__Task goal__. Write out every one of the following records line for line, changing nothing.

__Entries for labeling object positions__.
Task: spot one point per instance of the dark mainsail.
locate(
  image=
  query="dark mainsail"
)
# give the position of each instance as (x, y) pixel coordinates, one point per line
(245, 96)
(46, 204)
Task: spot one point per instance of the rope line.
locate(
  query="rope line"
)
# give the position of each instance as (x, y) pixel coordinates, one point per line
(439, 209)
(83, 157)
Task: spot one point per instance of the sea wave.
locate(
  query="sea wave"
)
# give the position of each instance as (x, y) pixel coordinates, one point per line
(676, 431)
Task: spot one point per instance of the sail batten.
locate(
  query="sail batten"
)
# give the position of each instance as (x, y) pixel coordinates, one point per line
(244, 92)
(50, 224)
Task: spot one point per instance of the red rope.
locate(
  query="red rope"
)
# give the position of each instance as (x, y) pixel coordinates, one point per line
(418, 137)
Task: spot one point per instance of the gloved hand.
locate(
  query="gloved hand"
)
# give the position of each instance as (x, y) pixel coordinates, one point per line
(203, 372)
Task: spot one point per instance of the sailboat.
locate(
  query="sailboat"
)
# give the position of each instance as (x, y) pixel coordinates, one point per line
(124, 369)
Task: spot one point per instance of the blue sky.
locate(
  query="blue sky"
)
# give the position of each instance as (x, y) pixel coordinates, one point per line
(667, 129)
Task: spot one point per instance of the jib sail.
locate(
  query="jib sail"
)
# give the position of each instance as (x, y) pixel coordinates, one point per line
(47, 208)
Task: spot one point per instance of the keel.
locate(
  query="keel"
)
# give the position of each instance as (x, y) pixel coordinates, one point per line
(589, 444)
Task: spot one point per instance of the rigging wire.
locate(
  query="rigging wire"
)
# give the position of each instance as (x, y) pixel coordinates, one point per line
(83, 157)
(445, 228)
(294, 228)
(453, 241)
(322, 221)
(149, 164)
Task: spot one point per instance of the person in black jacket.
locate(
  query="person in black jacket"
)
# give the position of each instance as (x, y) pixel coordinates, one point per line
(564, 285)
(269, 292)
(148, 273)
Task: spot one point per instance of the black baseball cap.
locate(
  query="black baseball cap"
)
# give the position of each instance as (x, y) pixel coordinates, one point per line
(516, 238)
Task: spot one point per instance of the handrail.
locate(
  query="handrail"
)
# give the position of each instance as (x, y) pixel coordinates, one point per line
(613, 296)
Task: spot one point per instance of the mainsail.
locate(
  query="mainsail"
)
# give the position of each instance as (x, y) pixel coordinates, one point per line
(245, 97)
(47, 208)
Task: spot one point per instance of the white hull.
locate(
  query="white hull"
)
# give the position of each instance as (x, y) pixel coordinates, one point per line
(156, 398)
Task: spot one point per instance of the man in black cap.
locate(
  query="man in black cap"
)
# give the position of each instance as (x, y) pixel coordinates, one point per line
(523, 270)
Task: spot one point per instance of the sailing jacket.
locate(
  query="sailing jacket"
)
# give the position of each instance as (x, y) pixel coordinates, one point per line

__Solution__.
Task: spot one point per instance of the dark mainsail.
locate(
  image=
  query="dark mainsail"
)
# give the position of each instance as (x, y) pixel coordinates, one point per line
(245, 96)
(46, 204)
Task: spot one point per instance of the rope line.
locate(
  query="rope line"
)
# give the position of each instance as (x, y) pixel coordinates, one point per line
(439, 209)
(83, 157)
Task: spot one point per instance of the sea wave.
locate(
  query="sea wave"
)
# give the position of each instance as (x, y) pixel coordinates, one point per line
(676, 431)
Task: spot one point per instance of the sail batten.
locate(
  query="sail batten"
)
# give the position of each instance as (x, y) pixel coordinates, one point per line
(244, 92)
(50, 224)
Task: spot one point per instance of the red rope.
locate(
  query="red rope"
)
# give the position of each instance as (x, y) pixel coordinates, one point per line
(418, 137)
Task: spot one point per instance of the gloved hand.
locate(
  query="gloved hand"
)
# give the position of each instance as (x, y) pixel coordinates, one point per line
(203, 372)
Task: spot one point per instance of the sailboat.
locate(
  query="sailboat"
)
# give the position of each instance as (x, y) pixel coordinates, one point per line
(124, 369)
Task: spot one point per instance of the blue sky.
locate(
  query="blue sky"
)
# give the position of each instance as (x, y) pixel coordinates, one point per line
(667, 129)
Task: spot one point per instance of the jib sail.
locate(
  query="jib sail"
)
# give the position of each instance as (x, y) pixel coordinates, one point per line
(47, 208)
Task: spot one point per instance of the keel.
locate(
  query="keel"
)
# give the position of each instance as (x, y) pixel coordinates, one point per line
(589, 444)
Task: spot one point per instance of the rigging wire.
locate(
  query="rigging wire"
)
# give the position of each instance as (x, y) pixel coordinates, one point per line
(83, 157)
(445, 228)
(294, 228)
(453, 241)
(322, 221)
(149, 164)
Task: spot one point per instance of the person in black jacket.
locate(
  query="person in black jacket"
)
# give the position of each instance as (x, y) pixel coordinates, one point per line
(564, 285)
(269, 292)
(148, 273)
Task: spot one point per instance of the black baseball cap.
locate(
  query="black baseball cap"
)
# give the position of each instance as (x, y) pixel coordinates, one point per line
(516, 238)
Task: spot one point per instance of the handrail.
locate(
  query="handrail"
)
# give the position of each instance as (x, y) pixel coordinates, one point per line
(613, 296)
Task: spot one point per instance of the mainsail.
locate(
  query="mainsail"
)
# give the position of each instance as (x, y) pixel coordinates, one point per line
(245, 97)
(47, 208)
Task: spot one point per instance of the white hull.
locate(
  query="white hull"
)
# give the position of each instance as (x, y) pixel coordinates, one point per line
(156, 398)
Task: spot one point per instance of the man in black cap.
locate(
  query="man in black cap"
)
# give the position of each instance as (x, y) pixel coordinates, one point per line
(523, 270)
Task: spot one point per instance of the sailing jacket.
locate(
  query="sailing jacket"
)
# give the position of each instance as (x, y) pixel coordinates, one point per line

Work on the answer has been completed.